— Required work —
1 – In the cache documentation, what is the default value of `l1_ttl`?
2 – Pick out every line in the entries that contains the word "deck" and copy each of those lines.

— Passage given —
-------------------------

Parameter	Type	Default	Description
`l1`	`CacheAdapter`	required	Fast local cache (typically `LocMemCache`)
`l2`	`CacheAdapter`	required	Shared cache (typically `DatabaseCache`)
`l1_ttl`	`int`	`10`	L1 TTL in seconds (shorter = more consistent)

Operations¶

Sync API (when L2 is sync):

# Get: checks L1 first, then L2, promotes on L2 hit
value = cache.get("user:42")

# Set: writes to both L1 and L2
cache.set("user:42", user_data, ttl=300)

# Delete: removes from both tiers
cache.delete("user:42")

# Clear: clears both tiers and resets stats
cache.clear()

Async API (when L2 is async, like DatabaseCache):

value = await cache.aget("user:42")
await cache.aset("user:42", user_data, ttl=300)

Write-Through Behavior¶

On set(), the value is written to both L1 and L2. L1 uses the shorter l1_ttl, while L2 uses the full ttl. This means:

L1 entries expire quickly, limiting staleness across processes
L2 entries persist longer, reducing database recomputation
On L1 miss + L2 hit, the value is promoted back to L1

Statistics¶

stats = cache.get_stats()
# {
#     "l1_hits": 8432,
#     "l2_hits": 1204,
#     "misses": 364,
#     "total_requests": 10000,
#     "l1_hit_rate": 0.8432,
#     "l2_hit_rate": 0.1204,
#     "overall_hit_rate": 0.9636,
# }

A healthy two-tier cache should show L1 hit rate > 80% for frequently accessed keys. If L2 hit rate is high but L1 is low, consider increasing l1_ttl or max_entries.

CacheMiddleware¶

Full-page HTTP response caching middleware. Caches GET responses and serves them with X-Cache: HIT/MISS headers.

-------------------------

A block of data:
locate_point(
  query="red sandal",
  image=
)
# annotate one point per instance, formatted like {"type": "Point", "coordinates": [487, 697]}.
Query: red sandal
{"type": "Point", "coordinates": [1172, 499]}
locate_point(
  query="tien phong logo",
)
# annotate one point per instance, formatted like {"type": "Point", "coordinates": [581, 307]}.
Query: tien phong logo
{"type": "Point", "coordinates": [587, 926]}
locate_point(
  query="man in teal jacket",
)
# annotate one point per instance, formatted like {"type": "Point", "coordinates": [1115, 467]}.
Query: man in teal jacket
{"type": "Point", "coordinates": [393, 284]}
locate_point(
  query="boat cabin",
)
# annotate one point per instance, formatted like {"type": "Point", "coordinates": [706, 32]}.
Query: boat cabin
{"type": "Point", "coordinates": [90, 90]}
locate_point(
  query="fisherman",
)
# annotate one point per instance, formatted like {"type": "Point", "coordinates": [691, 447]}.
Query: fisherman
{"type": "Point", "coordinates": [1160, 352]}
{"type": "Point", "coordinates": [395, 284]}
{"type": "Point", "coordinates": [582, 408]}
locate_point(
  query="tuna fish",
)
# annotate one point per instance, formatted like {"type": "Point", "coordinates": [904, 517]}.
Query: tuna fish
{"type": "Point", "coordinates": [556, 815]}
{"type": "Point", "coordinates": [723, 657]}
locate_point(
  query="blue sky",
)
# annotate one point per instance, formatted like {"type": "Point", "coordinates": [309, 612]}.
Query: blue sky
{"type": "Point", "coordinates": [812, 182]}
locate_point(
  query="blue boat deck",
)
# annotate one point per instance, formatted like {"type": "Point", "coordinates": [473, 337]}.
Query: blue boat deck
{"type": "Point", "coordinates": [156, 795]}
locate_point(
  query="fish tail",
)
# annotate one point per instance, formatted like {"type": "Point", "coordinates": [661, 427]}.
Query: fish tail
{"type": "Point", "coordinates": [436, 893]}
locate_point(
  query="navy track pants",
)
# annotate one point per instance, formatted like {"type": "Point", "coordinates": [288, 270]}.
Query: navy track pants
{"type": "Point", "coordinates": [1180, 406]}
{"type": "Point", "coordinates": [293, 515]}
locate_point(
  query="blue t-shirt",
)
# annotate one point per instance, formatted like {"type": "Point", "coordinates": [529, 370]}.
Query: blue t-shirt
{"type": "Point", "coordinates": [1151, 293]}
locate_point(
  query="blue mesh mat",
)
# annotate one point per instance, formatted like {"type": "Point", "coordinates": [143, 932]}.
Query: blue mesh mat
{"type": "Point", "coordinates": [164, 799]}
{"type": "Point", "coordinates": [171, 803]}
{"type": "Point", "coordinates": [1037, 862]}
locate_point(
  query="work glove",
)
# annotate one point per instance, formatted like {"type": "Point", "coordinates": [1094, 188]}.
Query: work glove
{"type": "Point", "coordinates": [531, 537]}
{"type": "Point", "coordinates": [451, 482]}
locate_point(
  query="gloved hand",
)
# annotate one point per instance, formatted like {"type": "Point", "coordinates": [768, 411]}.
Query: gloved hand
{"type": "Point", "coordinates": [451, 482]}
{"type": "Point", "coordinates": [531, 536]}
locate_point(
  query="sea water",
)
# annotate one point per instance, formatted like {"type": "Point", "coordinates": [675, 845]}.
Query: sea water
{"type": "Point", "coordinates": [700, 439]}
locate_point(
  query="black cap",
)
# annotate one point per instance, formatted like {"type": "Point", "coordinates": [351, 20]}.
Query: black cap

-------------------------

— Task solutions —
1 – 10 seconds.

2 –
  query="blue boat deck",
Query: blue boat deck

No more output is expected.